**Your assignment:** Extract the lines from the first line of the records below through the line containing "[(80, 6), (120, 136), (95, 114), (91, 40)]", inclusive, and reproduce them exactly as written.
#### Material supplied
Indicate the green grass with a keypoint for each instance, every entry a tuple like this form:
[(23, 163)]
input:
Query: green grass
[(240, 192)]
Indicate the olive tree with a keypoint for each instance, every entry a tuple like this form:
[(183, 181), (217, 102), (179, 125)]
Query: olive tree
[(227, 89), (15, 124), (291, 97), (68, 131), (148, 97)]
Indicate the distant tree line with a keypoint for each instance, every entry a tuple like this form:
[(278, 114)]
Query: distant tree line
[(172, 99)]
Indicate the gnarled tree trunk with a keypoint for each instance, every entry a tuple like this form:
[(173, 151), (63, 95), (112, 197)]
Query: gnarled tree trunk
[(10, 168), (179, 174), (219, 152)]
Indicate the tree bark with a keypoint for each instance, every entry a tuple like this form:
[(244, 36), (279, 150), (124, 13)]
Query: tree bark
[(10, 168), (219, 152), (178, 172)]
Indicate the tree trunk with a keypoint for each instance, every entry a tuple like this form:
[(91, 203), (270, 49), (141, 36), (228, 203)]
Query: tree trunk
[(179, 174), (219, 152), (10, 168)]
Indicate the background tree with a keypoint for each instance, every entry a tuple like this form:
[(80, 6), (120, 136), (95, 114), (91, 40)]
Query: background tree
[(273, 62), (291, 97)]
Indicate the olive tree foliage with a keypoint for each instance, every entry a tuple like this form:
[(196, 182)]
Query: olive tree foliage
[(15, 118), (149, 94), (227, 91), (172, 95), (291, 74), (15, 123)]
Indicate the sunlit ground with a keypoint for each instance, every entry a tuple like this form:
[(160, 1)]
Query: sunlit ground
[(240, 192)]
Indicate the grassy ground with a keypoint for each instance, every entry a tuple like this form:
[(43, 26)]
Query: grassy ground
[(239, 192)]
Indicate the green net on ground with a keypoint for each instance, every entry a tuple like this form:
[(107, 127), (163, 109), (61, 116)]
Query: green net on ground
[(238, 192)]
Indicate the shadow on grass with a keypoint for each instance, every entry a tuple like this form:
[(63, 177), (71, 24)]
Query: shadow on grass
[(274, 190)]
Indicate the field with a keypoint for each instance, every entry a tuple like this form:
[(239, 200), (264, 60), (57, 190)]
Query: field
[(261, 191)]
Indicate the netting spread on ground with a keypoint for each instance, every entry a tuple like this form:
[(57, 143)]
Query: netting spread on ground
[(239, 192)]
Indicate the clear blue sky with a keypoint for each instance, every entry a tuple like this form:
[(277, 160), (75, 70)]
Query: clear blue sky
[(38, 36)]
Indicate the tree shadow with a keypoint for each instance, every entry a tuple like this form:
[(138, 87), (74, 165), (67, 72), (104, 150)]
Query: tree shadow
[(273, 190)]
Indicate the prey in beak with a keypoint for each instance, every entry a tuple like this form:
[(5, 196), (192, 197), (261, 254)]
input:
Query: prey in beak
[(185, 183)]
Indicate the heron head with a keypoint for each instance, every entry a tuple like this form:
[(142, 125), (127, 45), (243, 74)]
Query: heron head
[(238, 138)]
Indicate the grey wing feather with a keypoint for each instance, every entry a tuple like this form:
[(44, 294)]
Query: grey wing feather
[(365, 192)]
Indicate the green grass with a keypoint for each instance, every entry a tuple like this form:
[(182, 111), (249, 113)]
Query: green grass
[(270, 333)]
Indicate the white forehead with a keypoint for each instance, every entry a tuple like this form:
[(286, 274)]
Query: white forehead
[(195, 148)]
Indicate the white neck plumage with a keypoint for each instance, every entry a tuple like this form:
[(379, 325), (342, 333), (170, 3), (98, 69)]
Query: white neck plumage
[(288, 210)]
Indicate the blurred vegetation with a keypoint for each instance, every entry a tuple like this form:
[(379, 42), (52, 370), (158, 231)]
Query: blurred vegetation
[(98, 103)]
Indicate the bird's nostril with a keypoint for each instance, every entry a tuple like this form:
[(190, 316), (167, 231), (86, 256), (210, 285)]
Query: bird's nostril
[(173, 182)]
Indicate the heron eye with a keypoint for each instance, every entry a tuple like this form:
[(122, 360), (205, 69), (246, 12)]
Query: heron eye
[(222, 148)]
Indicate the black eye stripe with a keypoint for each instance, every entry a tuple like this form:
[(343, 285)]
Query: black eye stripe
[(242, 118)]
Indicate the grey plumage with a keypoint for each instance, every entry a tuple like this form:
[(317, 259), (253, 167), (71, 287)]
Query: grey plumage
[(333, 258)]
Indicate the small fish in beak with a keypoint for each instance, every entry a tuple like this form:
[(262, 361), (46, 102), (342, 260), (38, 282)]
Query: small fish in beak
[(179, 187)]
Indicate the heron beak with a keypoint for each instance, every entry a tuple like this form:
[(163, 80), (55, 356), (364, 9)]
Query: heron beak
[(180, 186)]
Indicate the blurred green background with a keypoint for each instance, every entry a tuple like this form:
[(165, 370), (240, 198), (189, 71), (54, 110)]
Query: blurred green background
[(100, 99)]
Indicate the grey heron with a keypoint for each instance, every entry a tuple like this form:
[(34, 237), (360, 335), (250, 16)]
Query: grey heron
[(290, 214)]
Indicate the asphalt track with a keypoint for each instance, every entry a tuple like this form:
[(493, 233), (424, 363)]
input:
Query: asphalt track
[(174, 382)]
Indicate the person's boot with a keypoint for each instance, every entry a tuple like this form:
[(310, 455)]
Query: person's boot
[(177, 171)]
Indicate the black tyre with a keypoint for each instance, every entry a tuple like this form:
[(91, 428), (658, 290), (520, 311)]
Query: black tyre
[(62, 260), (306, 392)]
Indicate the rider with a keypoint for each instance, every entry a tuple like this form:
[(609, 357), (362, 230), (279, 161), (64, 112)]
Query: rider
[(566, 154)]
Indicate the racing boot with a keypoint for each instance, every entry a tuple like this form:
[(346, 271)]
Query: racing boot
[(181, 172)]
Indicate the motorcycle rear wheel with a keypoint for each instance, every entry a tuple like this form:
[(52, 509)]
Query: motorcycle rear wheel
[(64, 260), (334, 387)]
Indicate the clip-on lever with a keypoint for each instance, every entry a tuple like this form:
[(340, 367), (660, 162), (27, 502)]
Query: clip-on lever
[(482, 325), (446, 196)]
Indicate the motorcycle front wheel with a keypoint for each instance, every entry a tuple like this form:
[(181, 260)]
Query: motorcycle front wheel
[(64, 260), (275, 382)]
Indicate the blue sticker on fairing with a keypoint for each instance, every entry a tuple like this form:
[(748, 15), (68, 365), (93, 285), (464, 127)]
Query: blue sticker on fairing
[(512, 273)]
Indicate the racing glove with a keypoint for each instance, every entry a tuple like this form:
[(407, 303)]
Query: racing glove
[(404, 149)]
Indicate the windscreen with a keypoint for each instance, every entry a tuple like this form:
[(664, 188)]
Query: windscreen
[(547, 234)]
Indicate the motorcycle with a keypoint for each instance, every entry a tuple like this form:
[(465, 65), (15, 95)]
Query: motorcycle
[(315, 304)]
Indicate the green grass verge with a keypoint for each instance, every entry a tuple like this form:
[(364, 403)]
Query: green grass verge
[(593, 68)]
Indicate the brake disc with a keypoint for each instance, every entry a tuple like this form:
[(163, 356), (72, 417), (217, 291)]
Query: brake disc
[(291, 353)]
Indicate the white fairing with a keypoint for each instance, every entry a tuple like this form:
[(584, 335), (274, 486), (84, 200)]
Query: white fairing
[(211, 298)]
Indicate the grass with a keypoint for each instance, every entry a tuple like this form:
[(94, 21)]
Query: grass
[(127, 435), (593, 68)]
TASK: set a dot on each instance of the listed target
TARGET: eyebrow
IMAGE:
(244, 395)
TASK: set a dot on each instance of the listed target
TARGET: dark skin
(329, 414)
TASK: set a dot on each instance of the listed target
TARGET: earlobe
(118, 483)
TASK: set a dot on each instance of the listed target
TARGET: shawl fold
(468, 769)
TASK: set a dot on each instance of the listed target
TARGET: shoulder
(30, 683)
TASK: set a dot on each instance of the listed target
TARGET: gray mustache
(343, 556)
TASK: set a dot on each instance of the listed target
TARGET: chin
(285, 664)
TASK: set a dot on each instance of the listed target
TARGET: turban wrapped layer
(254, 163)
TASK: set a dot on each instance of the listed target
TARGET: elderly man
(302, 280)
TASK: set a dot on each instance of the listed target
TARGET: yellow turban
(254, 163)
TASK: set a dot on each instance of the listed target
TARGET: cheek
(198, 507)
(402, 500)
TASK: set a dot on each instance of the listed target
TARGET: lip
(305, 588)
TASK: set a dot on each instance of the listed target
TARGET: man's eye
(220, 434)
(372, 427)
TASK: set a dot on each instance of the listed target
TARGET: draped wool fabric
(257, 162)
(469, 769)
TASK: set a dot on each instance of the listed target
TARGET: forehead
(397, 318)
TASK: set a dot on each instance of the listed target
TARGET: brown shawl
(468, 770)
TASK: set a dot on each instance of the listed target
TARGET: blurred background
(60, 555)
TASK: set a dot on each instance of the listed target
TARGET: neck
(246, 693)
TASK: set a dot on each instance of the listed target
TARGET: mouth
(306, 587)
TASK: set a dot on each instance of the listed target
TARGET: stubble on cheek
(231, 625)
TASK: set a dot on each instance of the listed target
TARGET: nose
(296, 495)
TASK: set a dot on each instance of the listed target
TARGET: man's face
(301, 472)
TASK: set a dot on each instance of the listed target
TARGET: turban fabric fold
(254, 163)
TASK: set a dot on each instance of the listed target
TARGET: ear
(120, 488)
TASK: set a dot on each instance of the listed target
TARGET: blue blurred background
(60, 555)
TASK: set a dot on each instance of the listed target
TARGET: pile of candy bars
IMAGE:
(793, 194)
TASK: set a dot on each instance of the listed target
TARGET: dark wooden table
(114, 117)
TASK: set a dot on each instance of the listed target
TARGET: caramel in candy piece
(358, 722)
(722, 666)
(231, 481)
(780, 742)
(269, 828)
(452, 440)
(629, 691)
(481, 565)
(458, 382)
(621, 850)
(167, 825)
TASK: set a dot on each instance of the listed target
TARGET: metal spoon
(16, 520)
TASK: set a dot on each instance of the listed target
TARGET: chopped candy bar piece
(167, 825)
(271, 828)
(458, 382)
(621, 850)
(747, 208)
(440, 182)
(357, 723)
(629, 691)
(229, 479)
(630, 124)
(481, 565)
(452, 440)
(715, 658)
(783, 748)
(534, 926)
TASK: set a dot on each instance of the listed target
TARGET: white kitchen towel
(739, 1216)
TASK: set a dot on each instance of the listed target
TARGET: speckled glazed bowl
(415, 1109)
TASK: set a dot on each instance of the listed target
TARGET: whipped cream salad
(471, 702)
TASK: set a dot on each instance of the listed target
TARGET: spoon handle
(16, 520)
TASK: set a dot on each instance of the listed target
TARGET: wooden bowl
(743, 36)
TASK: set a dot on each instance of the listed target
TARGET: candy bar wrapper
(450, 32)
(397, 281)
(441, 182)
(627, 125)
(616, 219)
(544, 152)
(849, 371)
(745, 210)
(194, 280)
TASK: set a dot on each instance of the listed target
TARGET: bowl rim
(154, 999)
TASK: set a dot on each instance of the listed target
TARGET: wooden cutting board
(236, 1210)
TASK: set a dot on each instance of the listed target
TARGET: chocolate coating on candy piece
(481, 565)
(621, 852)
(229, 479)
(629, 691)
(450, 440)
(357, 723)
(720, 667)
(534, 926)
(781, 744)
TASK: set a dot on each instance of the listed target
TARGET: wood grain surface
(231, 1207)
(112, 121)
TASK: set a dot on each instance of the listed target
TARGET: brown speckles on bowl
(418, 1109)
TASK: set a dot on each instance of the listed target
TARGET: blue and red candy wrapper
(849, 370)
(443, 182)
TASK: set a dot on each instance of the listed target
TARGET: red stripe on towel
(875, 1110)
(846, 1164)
########
**Result for this exercise:**
Indicate the green grass with a keypoint for each instance, every entry a tuple like this form:
[(23, 163)]
input:
Query: green grass
[(240, 192)]
Indicate the olive tree with a keypoint for each instance, every entry a tuple like this form:
[(183, 181), (217, 102), (179, 125)]
Query: olive tree
[(227, 89), (15, 124), (291, 97), (68, 131), (148, 97)]
Indicate the distant tree line with a keypoint for each instance, every entry a tuple like this form:
[(278, 114)]
Query: distant tree line
[(172, 99)]
Indicate the gnarled tree trunk with a keypoint for each instance, every entry a tuple like this form:
[(173, 151), (63, 95), (112, 197)]
Query: gnarled tree trunk
[(10, 168), (179, 174), (219, 152)]
Indicate the tree bark with a keypoint for each instance, every entry a tuple like this form:
[(244, 36), (279, 150), (124, 13)]
Query: tree bark
[(10, 168), (219, 152), (178, 172)]
Indicate the tree trunk with a keypoint for each instance, every entry a tuple like this form:
[(91, 203), (270, 49), (141, 36), (228, 203)]
Query: tree trunk
[(179, 174), (219, 152), (10, 168)]
Indicate the background tree with a keypoint for each instance, every entry a tuple like this form:
[(80, 6), (120, 136), (95, 114), (91, 40)]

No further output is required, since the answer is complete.